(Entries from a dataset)
● ● ● ● ●

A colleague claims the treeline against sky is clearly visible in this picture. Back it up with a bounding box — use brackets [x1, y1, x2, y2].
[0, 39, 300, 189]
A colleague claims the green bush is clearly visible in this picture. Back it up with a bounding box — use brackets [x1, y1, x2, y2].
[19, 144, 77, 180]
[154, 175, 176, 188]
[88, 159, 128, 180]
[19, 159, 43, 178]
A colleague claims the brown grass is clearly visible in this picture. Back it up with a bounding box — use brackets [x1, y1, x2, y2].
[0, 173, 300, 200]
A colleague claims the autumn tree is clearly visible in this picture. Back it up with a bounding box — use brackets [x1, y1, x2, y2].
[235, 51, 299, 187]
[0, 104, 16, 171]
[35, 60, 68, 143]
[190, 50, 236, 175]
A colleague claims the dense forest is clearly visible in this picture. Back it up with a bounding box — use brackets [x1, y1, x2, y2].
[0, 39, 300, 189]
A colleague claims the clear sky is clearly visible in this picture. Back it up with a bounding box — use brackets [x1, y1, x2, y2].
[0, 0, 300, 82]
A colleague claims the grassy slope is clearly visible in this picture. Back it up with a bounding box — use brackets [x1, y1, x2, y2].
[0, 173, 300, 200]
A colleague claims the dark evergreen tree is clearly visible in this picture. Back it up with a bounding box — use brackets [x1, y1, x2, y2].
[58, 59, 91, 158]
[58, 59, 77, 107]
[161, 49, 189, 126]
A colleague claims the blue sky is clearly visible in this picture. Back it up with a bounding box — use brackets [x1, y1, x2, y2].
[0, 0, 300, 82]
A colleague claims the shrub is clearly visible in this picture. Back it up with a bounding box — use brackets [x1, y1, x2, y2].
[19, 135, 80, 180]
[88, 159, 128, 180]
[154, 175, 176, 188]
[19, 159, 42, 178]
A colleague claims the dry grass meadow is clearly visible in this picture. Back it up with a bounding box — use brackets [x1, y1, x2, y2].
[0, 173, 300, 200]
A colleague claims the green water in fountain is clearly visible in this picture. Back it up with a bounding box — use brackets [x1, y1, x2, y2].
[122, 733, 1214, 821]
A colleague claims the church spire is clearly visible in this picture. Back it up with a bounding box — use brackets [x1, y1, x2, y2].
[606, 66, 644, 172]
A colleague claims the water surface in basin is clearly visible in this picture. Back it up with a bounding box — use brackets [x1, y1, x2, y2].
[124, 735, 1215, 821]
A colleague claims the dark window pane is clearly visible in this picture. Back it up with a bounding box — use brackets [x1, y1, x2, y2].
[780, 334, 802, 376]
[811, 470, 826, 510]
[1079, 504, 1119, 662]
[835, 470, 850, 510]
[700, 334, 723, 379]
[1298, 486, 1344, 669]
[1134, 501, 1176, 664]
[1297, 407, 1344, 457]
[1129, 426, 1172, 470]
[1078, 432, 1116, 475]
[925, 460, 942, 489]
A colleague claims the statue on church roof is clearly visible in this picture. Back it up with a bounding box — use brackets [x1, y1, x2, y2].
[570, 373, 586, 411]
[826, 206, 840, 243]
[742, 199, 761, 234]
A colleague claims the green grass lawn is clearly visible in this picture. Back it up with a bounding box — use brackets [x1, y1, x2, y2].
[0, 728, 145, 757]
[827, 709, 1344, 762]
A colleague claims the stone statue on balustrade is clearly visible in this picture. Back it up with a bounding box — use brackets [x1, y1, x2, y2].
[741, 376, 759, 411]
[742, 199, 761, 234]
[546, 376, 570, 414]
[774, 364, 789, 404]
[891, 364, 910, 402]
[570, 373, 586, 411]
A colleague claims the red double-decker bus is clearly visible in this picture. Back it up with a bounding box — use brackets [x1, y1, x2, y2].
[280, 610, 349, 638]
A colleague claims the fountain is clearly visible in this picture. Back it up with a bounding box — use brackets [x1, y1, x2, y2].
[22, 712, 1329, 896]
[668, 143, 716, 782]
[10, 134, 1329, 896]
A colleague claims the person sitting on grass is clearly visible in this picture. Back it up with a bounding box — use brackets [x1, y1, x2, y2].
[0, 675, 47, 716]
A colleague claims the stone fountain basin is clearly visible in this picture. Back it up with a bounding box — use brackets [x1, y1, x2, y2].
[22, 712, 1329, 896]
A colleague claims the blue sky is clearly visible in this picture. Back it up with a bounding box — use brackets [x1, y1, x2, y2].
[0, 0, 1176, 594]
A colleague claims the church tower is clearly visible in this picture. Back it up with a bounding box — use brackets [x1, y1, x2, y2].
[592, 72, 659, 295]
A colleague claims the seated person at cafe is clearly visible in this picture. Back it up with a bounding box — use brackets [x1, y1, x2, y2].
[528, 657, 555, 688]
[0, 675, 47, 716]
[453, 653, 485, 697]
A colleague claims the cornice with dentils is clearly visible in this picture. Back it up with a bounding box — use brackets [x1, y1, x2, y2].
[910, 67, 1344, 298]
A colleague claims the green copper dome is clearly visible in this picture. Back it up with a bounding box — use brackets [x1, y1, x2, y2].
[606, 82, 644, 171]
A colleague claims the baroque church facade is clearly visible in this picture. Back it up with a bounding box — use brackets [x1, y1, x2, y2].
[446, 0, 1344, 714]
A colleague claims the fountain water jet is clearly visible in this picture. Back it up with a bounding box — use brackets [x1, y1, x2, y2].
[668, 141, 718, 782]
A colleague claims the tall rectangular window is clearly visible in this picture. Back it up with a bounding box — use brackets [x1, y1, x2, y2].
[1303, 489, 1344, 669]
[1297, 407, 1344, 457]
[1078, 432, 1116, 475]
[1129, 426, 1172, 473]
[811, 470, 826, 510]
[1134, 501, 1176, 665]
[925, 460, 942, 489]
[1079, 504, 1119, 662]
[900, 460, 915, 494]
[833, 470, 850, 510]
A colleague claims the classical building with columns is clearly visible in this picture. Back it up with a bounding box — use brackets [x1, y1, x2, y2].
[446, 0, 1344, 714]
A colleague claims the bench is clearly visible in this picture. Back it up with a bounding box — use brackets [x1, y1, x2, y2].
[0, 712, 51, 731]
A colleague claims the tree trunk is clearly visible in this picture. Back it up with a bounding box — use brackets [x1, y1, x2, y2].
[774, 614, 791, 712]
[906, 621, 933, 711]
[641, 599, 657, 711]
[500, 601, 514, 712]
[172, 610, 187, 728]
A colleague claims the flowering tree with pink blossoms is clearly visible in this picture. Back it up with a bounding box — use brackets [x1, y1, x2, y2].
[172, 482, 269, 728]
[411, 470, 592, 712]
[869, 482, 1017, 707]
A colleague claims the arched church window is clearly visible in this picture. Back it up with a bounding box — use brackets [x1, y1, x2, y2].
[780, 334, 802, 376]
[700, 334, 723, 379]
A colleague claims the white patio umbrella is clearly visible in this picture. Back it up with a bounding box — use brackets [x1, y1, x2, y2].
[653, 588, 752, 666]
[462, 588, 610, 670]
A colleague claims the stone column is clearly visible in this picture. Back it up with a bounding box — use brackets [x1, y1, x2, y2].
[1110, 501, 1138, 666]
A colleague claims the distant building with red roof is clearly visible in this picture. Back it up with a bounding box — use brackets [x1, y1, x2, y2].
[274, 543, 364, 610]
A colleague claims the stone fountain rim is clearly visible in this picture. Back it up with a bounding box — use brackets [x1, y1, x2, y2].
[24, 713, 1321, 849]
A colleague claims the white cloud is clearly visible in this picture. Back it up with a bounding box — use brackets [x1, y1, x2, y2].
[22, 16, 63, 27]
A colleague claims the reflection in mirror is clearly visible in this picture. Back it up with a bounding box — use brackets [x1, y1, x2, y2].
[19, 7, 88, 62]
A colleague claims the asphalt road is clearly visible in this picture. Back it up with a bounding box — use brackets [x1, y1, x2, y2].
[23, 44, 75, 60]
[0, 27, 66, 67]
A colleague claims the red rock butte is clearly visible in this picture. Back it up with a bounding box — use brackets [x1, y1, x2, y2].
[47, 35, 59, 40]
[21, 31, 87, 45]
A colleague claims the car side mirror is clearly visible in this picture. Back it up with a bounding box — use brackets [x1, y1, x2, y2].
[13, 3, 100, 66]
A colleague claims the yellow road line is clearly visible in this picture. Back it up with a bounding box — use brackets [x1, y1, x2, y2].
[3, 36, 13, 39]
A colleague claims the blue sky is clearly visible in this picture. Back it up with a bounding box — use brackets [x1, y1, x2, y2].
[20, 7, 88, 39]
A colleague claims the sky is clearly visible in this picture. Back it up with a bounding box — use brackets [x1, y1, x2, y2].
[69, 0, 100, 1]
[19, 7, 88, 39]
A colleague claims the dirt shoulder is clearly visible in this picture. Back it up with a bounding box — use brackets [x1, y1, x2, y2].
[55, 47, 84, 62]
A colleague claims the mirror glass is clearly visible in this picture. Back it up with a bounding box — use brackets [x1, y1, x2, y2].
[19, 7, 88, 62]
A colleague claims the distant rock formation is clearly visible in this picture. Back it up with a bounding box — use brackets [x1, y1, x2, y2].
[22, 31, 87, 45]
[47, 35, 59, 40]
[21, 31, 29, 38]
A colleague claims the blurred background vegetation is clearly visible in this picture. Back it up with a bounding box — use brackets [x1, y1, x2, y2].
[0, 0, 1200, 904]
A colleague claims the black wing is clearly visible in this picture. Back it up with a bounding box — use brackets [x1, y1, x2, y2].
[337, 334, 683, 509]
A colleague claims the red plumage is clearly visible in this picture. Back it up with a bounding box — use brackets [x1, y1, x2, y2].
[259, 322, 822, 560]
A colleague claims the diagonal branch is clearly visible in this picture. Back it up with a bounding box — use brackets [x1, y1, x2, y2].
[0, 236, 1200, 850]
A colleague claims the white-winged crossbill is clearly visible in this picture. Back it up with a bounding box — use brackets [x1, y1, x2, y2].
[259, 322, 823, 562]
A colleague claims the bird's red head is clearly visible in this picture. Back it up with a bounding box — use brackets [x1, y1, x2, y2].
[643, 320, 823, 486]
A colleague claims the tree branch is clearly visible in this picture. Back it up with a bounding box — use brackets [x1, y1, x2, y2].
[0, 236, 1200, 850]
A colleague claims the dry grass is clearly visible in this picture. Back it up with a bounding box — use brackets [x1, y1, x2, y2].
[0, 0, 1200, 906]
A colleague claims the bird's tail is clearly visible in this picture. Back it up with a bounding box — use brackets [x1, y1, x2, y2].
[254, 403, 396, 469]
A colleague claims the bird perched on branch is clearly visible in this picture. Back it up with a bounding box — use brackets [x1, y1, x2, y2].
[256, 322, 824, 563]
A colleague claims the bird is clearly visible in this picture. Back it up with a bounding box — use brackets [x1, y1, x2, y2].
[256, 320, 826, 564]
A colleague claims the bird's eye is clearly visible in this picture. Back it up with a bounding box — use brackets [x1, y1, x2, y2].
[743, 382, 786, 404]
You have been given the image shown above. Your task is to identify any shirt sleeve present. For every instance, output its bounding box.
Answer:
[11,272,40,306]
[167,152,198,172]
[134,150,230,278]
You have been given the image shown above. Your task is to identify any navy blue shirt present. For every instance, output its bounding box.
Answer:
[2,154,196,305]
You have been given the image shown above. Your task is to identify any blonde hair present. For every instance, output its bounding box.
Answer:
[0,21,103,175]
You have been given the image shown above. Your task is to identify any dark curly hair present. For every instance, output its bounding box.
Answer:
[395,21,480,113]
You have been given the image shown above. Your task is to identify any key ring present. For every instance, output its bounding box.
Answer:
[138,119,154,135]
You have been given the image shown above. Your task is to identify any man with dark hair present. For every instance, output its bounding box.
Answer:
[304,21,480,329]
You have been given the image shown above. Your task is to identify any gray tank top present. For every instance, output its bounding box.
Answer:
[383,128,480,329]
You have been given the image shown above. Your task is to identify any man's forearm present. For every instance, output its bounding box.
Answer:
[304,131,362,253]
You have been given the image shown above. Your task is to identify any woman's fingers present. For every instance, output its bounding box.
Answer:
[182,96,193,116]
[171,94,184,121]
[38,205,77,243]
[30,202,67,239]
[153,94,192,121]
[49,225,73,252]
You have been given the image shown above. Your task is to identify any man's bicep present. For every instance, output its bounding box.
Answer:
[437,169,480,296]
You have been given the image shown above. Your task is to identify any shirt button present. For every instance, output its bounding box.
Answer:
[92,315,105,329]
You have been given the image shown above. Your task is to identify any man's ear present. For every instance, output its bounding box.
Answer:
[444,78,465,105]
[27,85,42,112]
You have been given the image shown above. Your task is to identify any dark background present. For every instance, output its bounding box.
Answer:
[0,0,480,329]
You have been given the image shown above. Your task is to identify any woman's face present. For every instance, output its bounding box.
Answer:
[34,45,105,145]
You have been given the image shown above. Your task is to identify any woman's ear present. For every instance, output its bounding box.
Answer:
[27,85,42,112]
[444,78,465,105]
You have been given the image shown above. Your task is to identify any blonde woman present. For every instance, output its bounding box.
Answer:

● ● ● ● ●

*Problem to solve:*
Rewrite the rows from the line containing "A colleague claims the stone fountain rim" through the line containing "[0, 27, 66, 67]" as a JSON list of strings, one string per line, skipping blank lines.

*Expected answer:*
[
  "A colleague claims the stone fountain rim is clearly visible in this picture. Back it up with a bounding box — use brackets [x1, y1, x2, y2].",
  "[24, 713, 1321, 849]",
  "A colleague claims the white cloud is clearly visible in this picture. Back it up with a bounding box — use brackets [x1, y1, x2, y2].",
  "[22, 16, 63, 27]",
  "A colleague claims the reflection in mirror is clearly visible in this picture. Back it up with a bounding box — use brackets [x1, y1, x2, y2].",
  "[19, 7, 88, 62]",
  "A colleague claims the asphalt road is clearly visible in this picture. Back it up with a bounding box — use brackets [x1, y1, x2, y2].",
  "[23, 44, 75, 60]",
  "[0, 27, 66, 67]"
]